• _Exercise text_
Inflation slowed to 3% year-over-year in June, but commodity prices are still higher than they have been the last few years. As we learned during the pandemic, shipping delays and strong demand can send pricing soaring—and quickly. In order to mitigate risk when commodity prices increase, credit professionals must develop bulletproof pricing strategies for their customers. If businesses raise prices too aggressively, however, they risk getting stuck with built up inventory once prices regulate.
For example, the cost of lumber has increased significantly in the last month due to shortages as a result of ongoing Canadian wildfires. "… it is too soon to estimate how much of the affected area includes harvestable timber and how much will catch fire in the months to come," Marcy Nicholson, senior editor at Forest Economic Advisors, said in a news report. Increasing lumber prices affect U.S. businesses significantly as Canada supplies approximately 80% of U.S softwood lumber imports, according to Natural Resources Canada.
Rising fuel prices have made it more costly for the freight carriers to transport goods, increasing freight costs for shippers. The U.S. Energy and Information Administration reported that crude oil prices will reach about $80 billion in Q4 of 2023 and average about $84 billion in 2024 because global oil inventories are expected to decline over the next five quarters. Not only that, freight shortages due to disruptions caused by the pandemic, capacity constraints, increasing freight rates and severe driver shortages will continue to persist, per Smart Trucking.

• _What you will do_
Could you copy out the passage of the commodity prices article between "Inflation slowed to" and "once prices regulate.", inclusive?

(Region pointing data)

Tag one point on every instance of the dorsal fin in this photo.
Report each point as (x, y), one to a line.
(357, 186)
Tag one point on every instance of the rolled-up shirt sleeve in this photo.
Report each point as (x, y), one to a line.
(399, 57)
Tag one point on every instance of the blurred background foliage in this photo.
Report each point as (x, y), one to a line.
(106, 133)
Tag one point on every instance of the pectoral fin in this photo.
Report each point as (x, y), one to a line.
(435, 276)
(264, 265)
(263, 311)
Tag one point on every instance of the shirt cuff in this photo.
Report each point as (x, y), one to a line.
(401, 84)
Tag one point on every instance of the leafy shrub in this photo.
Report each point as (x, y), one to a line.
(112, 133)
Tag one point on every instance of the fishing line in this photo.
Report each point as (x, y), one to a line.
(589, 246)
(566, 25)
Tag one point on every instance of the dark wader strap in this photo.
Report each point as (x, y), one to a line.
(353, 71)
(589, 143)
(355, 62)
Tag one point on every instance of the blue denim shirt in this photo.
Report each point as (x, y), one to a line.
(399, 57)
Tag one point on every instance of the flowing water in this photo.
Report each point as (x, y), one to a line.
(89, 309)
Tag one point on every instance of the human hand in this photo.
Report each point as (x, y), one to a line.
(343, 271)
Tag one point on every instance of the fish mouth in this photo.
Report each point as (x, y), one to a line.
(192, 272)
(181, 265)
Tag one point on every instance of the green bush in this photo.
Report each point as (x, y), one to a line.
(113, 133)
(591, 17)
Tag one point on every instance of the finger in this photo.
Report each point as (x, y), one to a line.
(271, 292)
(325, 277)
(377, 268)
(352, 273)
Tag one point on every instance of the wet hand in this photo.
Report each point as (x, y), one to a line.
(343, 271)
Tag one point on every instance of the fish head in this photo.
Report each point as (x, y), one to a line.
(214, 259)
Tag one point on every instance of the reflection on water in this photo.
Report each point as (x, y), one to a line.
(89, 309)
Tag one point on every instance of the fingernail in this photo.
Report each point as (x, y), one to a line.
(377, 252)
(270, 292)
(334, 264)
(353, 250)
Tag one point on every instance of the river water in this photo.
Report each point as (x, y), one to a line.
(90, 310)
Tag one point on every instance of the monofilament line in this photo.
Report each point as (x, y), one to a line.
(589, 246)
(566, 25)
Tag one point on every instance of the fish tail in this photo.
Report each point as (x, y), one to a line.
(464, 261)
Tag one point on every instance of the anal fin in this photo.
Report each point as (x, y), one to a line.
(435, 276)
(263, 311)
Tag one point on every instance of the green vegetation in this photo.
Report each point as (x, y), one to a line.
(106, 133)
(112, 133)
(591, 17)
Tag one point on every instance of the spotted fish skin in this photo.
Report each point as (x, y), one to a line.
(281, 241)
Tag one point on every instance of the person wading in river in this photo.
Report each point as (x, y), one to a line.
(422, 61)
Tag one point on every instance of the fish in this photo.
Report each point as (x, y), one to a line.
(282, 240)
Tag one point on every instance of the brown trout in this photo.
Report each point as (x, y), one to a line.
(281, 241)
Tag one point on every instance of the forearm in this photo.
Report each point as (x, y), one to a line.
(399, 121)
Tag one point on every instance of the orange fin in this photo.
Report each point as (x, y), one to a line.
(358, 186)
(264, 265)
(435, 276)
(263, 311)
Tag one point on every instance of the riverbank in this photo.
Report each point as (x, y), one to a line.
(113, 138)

--

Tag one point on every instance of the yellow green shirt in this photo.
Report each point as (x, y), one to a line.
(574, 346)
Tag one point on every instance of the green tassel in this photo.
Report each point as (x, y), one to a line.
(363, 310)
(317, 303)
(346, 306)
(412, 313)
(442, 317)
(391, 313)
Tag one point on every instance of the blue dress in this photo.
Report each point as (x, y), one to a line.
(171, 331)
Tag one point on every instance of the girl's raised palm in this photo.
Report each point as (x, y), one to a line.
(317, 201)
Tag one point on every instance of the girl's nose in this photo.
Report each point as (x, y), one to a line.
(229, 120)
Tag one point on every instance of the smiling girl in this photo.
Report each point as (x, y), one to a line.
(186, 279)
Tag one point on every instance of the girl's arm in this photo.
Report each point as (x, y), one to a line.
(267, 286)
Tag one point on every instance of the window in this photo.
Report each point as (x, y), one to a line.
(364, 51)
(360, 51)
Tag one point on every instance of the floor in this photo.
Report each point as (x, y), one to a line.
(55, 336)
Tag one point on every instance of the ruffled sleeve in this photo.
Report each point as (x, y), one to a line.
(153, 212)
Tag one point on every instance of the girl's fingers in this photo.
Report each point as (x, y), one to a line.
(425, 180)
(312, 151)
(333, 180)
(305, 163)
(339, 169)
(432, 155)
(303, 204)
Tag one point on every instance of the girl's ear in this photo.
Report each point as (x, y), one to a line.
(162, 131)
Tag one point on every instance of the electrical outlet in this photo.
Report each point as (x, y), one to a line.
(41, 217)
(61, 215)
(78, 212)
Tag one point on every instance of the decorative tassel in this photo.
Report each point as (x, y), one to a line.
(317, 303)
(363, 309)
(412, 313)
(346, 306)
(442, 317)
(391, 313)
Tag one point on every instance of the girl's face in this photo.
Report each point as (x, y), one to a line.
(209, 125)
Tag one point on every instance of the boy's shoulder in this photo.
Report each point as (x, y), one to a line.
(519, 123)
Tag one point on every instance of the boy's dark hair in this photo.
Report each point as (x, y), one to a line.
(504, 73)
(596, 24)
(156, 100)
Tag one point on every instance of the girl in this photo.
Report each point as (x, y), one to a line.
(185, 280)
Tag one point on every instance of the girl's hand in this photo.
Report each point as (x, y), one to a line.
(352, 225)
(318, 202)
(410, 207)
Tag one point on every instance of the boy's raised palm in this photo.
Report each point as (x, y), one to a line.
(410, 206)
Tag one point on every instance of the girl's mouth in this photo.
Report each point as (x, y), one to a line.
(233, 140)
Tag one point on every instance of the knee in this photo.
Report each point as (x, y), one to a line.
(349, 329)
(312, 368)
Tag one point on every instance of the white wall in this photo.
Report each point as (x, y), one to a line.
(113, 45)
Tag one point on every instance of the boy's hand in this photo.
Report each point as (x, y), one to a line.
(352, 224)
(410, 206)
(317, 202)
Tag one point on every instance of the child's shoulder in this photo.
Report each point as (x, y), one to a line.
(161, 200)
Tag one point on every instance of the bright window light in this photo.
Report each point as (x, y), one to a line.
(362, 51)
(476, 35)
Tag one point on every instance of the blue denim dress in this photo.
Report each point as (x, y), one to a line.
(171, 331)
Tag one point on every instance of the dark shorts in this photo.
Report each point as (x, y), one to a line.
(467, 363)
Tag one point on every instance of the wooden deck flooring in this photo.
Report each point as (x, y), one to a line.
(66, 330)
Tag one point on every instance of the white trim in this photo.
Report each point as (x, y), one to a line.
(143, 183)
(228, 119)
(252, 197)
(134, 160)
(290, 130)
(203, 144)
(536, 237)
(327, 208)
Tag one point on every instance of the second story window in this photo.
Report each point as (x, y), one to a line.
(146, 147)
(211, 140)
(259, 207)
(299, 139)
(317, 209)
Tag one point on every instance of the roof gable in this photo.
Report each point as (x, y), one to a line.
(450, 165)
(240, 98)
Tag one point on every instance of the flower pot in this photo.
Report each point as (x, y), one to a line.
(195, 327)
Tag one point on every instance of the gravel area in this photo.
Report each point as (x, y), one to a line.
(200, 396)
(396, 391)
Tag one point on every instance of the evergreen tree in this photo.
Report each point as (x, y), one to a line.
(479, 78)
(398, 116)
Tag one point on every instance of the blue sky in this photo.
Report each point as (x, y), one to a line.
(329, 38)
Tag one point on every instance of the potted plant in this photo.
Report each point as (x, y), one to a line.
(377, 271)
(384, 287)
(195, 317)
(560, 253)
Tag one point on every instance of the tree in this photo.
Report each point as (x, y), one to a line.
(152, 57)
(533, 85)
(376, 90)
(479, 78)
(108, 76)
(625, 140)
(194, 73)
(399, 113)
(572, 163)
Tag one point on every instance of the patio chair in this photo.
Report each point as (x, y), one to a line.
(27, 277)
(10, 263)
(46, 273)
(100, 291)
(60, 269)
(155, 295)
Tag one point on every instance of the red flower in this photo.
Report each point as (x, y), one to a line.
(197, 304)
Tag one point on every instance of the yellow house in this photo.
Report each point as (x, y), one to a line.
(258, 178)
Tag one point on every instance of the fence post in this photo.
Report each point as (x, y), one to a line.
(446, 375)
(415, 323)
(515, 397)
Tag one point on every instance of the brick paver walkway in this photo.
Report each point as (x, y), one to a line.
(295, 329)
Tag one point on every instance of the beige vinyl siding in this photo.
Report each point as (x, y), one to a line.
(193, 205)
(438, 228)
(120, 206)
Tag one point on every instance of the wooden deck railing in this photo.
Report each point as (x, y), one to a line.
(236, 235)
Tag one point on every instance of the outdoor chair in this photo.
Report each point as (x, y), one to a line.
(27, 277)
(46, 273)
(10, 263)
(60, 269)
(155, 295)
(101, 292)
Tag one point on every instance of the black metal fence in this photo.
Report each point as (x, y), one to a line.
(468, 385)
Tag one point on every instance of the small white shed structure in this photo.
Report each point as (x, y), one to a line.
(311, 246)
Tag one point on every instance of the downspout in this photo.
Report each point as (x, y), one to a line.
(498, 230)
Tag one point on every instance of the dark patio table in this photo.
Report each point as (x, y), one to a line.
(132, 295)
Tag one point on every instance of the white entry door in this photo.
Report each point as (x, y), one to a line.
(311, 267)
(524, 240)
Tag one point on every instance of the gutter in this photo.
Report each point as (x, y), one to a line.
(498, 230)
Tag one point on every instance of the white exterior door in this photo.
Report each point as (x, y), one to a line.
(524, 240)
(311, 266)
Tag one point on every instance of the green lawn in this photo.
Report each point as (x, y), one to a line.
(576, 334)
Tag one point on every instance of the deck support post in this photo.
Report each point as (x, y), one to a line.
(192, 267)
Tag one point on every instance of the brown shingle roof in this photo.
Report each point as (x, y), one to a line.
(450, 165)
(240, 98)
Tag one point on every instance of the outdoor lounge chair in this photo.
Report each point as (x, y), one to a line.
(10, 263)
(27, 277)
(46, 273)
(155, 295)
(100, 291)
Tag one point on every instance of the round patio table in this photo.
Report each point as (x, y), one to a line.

---

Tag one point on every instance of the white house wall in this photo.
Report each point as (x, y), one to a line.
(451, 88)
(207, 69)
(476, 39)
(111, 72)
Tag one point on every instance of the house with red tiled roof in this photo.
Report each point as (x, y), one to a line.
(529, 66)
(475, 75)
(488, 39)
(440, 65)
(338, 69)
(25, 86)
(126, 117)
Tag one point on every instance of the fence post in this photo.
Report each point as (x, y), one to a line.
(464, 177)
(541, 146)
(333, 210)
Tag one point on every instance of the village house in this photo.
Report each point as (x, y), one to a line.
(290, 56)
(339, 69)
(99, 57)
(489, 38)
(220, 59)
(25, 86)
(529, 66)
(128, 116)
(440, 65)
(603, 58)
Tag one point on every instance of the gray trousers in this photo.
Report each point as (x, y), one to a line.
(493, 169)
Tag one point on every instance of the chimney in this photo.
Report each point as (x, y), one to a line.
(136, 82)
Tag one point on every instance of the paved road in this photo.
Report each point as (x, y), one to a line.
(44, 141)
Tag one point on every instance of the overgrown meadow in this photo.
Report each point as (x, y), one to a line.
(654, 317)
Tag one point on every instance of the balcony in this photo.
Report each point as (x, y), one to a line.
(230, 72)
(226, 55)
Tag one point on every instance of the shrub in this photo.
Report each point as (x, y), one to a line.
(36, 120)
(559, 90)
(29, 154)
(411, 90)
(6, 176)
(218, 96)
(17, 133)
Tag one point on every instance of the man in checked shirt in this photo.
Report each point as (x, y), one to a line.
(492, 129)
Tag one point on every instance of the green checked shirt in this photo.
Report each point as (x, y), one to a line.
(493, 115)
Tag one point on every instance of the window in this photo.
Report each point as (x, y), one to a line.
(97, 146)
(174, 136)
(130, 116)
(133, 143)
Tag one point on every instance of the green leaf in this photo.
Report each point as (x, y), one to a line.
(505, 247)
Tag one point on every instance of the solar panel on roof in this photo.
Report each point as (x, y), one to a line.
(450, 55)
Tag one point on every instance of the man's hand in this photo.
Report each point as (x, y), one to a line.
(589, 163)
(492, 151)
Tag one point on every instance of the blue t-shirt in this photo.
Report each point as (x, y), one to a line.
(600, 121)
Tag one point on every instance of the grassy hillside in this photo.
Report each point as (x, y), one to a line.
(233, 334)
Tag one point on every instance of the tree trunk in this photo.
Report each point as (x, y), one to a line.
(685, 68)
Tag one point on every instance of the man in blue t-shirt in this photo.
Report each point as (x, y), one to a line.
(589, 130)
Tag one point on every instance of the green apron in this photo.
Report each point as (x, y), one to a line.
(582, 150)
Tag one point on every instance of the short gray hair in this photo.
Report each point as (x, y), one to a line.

• _Your response_
Inflation slowed to 3% year-over-year in June, but commodity prices are still higher than they have been the last few years. As we learned during the pandemic, shipping delays and strong demand can send pricing soaring—and quickly. In order to mitigate risk when commodity prices increase, credit professionals must develop bulletproof pricing strategies for their customers. If businesses raise prices too aggressively, however, they risk getting stuck with built up inventory once prices regulate.